→ **Task description**: Transcribe, word for word and without additions, each line below from the one containing "Target: tiny yellow floret" through the one containing "Target: dense yellow floret cluster", both ends included.

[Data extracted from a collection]
[Start of section]

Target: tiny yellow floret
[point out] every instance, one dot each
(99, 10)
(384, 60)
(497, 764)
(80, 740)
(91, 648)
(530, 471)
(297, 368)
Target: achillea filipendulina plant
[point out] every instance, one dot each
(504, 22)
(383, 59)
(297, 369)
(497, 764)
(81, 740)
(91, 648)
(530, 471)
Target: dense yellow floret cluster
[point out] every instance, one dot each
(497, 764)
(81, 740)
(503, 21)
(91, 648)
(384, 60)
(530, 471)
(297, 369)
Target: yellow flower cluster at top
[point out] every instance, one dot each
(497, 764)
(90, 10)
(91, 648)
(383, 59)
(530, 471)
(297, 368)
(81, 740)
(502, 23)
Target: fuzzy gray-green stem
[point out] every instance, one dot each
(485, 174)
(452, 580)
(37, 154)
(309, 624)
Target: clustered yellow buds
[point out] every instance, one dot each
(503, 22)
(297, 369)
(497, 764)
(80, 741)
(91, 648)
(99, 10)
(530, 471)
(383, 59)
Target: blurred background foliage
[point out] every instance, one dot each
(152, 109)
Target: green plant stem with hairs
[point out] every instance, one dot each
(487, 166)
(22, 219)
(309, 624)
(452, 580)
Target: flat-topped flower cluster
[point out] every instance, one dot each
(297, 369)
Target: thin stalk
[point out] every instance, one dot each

[End of section]
[Start of section]

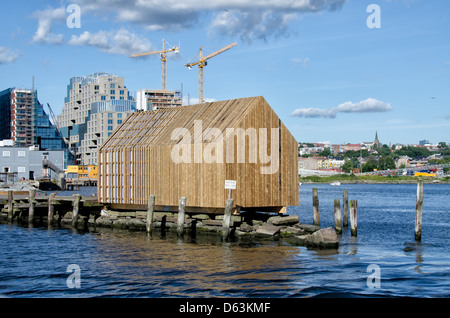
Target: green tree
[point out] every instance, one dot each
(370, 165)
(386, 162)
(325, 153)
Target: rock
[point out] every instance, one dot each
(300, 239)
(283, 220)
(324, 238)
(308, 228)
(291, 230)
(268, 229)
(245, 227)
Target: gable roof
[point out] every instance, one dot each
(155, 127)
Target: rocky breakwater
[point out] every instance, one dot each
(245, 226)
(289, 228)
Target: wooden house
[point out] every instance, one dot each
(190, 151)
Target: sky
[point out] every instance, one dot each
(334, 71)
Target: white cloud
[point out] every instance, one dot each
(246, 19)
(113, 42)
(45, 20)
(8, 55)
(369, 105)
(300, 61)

[End of section]

→ **Solution for this task**:
Target: tiny yellow floret
[point out] every instance, one dot each
(99, 10)
(384, 60)
(497, 764)
(80, 740)
(91, 648)
(530, 471)
(297, 368)
Target: achillea filipendulina plant
[point out] every instance, one dot each
(504, 22)
(383, 59)
(297, 369)
(497, 764)
(81, 740)
(91, 648)
(530, 471)
Target: dense yellow floret cluster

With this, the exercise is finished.